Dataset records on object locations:

______

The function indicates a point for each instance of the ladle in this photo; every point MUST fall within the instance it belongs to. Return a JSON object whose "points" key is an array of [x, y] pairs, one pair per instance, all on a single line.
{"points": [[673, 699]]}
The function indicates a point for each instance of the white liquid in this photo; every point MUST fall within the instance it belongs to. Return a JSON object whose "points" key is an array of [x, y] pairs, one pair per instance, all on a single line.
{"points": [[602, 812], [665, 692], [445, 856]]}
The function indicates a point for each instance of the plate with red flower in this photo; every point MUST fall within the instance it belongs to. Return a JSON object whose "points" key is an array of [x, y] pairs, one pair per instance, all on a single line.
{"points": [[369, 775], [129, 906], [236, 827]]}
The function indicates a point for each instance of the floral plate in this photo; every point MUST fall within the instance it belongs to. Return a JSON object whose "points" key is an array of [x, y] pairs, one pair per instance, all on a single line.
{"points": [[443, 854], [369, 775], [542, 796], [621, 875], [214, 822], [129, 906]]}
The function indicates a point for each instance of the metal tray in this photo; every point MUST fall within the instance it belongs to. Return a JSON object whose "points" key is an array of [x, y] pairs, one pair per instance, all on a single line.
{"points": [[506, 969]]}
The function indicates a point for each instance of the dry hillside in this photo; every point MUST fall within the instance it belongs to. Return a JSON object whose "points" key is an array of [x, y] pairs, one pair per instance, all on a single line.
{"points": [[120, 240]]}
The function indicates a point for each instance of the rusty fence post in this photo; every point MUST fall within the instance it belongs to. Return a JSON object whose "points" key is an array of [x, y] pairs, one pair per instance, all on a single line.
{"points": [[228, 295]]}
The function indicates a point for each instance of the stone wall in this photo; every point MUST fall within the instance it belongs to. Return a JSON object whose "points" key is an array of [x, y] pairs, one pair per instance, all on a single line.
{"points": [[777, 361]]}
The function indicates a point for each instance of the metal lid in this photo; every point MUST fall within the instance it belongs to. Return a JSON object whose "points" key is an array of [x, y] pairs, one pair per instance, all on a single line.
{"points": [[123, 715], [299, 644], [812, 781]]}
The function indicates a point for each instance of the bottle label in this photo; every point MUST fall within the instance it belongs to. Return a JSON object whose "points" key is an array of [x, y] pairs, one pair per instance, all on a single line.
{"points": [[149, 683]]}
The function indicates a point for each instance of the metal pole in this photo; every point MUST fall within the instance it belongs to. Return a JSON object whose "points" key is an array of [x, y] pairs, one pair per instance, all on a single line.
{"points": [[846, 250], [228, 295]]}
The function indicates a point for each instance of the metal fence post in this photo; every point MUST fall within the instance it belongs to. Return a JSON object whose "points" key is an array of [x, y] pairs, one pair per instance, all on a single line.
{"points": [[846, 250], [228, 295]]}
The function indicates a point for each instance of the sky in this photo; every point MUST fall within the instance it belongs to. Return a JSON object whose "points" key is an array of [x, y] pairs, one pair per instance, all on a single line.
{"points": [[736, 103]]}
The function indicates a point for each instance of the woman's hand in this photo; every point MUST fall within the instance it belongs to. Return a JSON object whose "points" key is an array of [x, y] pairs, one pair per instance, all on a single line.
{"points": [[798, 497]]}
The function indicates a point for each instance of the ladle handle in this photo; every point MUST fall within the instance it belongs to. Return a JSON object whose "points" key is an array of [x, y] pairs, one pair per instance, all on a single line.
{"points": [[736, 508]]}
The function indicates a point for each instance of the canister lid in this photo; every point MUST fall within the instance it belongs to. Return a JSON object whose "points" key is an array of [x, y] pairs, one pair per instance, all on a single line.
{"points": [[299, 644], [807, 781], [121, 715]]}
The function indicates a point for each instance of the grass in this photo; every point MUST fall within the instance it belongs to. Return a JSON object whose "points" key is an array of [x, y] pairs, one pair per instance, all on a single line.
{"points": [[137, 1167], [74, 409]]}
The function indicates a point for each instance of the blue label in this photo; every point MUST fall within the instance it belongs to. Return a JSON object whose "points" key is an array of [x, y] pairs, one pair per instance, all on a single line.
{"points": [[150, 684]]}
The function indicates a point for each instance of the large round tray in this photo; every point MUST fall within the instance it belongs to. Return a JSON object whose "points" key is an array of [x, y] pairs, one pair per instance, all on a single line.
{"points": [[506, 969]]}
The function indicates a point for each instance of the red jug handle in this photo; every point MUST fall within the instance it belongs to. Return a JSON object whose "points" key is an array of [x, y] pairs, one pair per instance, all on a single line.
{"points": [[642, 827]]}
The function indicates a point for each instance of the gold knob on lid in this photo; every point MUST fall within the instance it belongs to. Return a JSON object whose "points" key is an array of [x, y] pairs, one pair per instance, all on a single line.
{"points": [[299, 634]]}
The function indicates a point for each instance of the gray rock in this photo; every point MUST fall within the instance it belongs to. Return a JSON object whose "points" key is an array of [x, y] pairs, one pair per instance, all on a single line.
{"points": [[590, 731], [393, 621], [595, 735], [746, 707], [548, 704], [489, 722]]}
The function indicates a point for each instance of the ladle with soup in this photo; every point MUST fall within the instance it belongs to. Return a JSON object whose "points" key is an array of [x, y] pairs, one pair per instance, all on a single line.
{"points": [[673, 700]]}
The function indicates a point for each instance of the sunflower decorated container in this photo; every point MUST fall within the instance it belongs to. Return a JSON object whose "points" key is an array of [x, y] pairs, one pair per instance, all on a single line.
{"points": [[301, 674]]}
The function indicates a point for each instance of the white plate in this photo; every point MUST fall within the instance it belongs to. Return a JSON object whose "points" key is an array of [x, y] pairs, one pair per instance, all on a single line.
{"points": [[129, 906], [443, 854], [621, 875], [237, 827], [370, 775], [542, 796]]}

______

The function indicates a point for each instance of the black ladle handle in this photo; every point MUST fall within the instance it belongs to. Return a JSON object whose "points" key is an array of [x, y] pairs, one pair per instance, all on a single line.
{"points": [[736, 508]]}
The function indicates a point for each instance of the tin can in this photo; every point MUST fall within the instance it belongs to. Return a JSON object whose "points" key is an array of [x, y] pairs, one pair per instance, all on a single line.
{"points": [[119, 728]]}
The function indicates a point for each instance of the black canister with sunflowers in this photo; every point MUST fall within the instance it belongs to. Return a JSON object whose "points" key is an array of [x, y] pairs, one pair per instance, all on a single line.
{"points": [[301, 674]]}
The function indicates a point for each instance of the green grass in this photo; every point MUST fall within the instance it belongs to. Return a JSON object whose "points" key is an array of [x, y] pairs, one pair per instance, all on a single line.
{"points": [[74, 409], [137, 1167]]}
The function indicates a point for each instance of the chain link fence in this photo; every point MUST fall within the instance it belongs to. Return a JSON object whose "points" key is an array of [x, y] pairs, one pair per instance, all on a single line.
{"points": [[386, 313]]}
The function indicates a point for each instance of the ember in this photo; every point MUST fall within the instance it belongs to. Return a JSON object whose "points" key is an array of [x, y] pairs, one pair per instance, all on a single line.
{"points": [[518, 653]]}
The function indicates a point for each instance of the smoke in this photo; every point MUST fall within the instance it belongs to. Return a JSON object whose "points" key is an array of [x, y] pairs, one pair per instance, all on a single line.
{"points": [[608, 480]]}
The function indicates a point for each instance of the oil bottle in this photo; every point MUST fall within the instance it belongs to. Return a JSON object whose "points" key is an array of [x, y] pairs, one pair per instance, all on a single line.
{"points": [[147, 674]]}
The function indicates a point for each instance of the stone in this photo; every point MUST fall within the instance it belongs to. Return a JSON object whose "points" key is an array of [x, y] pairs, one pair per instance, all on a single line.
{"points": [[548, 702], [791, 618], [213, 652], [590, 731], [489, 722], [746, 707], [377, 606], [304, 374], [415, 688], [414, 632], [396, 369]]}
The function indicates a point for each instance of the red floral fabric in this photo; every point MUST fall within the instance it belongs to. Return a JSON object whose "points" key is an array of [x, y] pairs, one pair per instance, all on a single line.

______

_Stated exercise_
Please repeat the lines starting at the one that contains "The function indicates a point for each instance of the chain" and ending at the one that contains "the red floral", with both of those lines included.

_The result_
The function indicates a point for each instance of the chain link fence in this photo; every point MUST fall within the instance it belongs to. Return a JSON object whose "points" key is an array of [x, y] pairs, one pair per instance, all on a single line.
{"points": [[386, 313]]}
The function indicates a point for each instance of the ember in this photo; every point MUST fall within the instance it belongs to. Return a JSON object whose "points" key is an array of [x, y] pairs, one pair per instance, all on a single line.
{"points": [[518, 653]]}
The function indicates a point for each instance of the smoke in this photo; every point MUST fall within the instance it belongs to. Return a JSON object whose "points" key is an array of [x, y] pairs, one pair per instance, all on a single line.
{"points": [[608, 480]]}
The function indicates a point for each instance of the oil bottle in this photo; every point MUST fall within the instance it belongs to. Return a JSON object whose "points" key is an array of [x, y] pairs, one pair per instance, all on a single line.
{"points": [[147, 674]]}
The function indicates a point for each instance of the stone in this photo; every point MUST fall within the instance it belongs to. Return a JSON object whose "points" key is an array of [x, y] pairs, one pair per instance, all on a single line.
{"points": [[548, 702], [791, 618], [213, 652], [590, 731], [489, 722], [746, 707], [377, 606], [304, 374], [415, 688], [414, 632], [396, 369]]}
The function indicates a point for each instance of the red floral fabric in this photo; every point MUST fall within the instance it belongs to. Return a JSON object whose "points" key is an array of [x, y] pairs, one pair per instance, all on a single line.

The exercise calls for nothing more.